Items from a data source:
== Segment start ==
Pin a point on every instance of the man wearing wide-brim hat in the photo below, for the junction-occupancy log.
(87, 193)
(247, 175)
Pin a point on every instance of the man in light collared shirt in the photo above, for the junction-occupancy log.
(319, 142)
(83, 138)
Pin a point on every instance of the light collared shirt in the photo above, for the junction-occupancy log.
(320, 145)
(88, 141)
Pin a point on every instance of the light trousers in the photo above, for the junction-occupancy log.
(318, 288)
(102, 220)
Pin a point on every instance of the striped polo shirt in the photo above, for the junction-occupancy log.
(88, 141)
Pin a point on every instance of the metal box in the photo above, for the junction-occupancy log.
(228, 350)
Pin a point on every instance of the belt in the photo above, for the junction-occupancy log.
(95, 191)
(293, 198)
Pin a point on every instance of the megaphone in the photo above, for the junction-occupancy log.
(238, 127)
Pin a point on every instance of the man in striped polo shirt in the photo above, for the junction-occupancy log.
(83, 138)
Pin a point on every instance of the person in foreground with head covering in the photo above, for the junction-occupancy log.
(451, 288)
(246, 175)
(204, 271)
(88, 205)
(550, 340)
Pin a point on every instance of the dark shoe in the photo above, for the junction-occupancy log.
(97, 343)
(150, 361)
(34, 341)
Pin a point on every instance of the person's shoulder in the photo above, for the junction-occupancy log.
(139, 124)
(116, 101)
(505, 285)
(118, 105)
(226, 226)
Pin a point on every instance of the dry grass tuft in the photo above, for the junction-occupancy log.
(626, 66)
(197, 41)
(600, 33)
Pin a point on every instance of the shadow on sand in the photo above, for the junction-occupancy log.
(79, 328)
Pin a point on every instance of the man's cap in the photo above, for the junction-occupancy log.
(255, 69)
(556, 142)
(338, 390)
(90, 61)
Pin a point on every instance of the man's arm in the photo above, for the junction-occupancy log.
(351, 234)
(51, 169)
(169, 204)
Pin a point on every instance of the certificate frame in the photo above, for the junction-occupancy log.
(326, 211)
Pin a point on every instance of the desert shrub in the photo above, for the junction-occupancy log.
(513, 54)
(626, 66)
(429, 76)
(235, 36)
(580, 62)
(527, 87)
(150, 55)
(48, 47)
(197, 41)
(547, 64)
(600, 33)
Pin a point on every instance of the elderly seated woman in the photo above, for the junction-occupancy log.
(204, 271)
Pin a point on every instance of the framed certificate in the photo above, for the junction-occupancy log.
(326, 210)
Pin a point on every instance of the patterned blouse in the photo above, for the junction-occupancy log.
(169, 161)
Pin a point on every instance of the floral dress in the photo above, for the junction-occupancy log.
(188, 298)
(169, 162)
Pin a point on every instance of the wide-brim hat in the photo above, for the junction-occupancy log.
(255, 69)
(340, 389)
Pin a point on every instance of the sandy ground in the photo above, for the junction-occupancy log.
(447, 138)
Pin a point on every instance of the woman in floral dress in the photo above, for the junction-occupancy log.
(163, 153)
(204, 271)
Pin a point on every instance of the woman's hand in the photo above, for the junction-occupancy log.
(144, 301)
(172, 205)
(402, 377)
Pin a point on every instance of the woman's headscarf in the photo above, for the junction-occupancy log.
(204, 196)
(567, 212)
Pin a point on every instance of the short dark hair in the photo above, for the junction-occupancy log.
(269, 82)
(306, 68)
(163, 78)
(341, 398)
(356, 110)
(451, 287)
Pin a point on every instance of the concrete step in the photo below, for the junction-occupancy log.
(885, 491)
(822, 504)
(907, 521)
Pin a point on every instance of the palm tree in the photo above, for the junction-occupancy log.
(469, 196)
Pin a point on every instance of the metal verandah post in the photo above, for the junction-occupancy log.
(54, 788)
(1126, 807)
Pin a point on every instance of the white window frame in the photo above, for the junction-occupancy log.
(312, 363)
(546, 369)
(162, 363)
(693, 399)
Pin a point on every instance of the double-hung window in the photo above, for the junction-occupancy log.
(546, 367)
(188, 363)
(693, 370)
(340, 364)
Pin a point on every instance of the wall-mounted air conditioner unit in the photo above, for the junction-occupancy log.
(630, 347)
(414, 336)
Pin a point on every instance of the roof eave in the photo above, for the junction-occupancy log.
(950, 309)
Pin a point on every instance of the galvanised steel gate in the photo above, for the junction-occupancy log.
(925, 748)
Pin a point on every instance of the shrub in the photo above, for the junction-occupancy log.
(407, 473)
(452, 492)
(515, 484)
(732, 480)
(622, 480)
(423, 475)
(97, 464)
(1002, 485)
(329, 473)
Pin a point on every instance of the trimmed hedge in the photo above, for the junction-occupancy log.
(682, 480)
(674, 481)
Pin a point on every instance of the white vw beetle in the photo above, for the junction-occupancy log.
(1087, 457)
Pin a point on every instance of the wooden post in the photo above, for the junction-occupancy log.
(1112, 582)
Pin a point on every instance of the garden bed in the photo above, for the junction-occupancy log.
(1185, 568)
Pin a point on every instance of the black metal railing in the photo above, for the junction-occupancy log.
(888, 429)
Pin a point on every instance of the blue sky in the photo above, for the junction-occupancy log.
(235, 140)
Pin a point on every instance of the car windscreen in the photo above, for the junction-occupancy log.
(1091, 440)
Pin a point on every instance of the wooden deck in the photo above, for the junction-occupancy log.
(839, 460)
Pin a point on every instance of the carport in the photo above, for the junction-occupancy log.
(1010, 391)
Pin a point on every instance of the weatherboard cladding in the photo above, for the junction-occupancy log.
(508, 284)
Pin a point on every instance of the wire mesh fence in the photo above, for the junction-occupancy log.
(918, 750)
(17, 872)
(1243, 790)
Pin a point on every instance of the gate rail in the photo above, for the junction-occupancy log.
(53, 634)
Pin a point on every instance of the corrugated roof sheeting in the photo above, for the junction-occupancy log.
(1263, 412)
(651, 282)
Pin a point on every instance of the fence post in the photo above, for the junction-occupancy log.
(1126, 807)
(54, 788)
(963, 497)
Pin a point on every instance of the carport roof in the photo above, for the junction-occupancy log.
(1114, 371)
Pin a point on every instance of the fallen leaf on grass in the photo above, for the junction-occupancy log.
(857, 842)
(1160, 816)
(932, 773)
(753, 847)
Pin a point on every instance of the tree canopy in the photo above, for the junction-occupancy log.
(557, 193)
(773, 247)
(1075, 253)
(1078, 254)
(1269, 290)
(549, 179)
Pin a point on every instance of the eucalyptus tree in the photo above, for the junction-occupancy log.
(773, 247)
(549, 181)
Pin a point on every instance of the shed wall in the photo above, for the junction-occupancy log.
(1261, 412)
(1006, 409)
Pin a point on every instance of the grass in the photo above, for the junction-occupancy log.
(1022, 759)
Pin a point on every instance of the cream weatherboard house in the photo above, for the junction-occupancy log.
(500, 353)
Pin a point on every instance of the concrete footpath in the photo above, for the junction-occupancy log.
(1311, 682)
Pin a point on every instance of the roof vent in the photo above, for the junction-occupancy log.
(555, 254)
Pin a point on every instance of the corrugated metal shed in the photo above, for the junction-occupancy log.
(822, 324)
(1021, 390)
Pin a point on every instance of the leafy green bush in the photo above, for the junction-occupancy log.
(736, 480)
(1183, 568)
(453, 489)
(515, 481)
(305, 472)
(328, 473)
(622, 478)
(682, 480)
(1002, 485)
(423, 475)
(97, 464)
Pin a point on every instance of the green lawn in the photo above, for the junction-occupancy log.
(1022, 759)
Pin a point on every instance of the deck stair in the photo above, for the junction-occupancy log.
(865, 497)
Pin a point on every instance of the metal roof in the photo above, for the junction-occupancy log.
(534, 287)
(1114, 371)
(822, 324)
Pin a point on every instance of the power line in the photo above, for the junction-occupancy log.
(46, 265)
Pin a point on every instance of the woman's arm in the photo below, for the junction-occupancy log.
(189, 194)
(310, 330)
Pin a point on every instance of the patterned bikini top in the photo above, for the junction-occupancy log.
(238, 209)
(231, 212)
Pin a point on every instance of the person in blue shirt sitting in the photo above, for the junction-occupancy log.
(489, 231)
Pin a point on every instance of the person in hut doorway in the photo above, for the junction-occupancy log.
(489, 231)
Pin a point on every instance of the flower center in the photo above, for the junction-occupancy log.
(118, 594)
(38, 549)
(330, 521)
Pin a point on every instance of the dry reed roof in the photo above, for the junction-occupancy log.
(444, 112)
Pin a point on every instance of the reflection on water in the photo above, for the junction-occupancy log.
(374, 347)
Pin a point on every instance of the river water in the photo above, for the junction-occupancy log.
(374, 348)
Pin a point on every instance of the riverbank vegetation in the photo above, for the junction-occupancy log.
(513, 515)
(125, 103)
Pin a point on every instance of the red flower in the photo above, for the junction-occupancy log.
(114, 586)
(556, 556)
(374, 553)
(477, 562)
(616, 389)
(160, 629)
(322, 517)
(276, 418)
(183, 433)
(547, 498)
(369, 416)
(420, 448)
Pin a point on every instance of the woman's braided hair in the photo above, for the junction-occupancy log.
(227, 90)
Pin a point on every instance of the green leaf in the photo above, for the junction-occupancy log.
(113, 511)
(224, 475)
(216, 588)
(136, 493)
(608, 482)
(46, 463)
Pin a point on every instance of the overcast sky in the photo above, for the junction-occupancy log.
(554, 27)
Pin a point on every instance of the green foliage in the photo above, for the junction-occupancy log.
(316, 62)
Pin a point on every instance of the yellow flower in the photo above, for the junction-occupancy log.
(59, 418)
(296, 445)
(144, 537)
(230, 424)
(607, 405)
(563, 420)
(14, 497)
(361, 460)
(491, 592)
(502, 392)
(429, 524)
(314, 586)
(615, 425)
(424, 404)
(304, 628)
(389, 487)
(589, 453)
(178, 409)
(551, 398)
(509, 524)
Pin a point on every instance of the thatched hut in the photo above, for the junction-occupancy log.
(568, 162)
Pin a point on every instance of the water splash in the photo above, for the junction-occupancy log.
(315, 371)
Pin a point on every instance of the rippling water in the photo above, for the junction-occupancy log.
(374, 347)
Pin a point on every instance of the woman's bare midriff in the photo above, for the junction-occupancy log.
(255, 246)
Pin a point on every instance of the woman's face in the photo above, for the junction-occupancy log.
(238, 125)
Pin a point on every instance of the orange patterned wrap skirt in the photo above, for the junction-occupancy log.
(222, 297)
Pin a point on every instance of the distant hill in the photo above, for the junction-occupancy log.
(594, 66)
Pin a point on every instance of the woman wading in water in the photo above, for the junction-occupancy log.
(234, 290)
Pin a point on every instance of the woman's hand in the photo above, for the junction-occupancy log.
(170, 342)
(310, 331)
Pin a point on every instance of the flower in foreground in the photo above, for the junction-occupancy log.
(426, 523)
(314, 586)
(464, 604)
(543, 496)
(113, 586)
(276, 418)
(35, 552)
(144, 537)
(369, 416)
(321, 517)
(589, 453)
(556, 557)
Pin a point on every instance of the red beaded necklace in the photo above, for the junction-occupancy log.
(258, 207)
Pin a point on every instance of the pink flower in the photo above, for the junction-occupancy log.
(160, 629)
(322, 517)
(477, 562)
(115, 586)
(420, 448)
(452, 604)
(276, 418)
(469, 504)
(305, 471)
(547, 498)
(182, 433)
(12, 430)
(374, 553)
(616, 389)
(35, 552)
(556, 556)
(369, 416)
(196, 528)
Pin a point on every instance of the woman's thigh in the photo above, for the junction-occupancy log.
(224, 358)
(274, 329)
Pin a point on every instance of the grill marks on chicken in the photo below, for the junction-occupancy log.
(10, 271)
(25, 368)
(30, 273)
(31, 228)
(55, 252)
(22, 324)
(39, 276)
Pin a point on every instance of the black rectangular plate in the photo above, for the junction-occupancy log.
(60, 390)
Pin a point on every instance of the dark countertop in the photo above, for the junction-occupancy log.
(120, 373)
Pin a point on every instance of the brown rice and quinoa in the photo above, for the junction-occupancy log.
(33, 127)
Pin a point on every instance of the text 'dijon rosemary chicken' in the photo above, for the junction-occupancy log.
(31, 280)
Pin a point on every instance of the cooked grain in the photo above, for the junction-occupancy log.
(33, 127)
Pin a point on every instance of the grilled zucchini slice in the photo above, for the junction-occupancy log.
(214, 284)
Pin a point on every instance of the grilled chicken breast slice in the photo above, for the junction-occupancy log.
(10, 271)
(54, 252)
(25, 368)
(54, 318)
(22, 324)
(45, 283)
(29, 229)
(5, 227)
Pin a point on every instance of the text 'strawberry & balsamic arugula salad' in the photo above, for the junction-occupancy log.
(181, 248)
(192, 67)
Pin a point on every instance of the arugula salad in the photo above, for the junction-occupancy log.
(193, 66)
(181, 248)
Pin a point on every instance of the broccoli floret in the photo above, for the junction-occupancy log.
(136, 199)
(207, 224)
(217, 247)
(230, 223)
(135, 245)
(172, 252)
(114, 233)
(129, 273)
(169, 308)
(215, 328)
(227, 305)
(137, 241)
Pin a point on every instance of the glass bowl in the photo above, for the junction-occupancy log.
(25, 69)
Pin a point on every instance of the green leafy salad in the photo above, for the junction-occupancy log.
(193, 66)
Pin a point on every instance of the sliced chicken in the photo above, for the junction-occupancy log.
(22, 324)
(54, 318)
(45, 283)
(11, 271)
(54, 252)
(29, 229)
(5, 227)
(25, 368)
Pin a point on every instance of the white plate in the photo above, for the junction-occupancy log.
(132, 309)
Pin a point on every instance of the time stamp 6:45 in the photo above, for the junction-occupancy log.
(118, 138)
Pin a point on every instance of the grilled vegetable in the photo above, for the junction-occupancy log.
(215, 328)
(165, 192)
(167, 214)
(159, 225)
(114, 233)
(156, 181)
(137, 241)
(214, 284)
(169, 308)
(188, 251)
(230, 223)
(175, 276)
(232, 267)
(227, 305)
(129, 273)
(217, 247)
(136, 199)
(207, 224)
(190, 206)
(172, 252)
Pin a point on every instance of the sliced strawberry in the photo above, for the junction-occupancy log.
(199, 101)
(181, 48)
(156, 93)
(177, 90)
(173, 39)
== Segment end ==
#### [Task requirements]
Output an exact copy of the lines from the one holding "Pin a point on every instance of the grilled vegetable" to the last line of the data, inclusive, and nothing beyond that range.

#### [The completed task]
Pin a point on every instance of the grilled vegetable in the photo above, for the junction-occupancy log.
(215, 328)
(165, 192)
(167, 214)
(159, 225)
(114, 233)
(156, 181)
(137, 241)
(214, 284)
(169, 308)
(188, 251)
(230, 223)
(175, 276)
(232, 267)
(227, 305)
(129, 273)
(217, 247)
(136, 199)
(207, 224)
(190, 206)
(172, 252)
Pin a point on every instance of the sliced strawberry in the photo above, for the junction-occupancy log.
(199, 101)
(181, 48)
(156, 93)
(177, 90)
(173, 39)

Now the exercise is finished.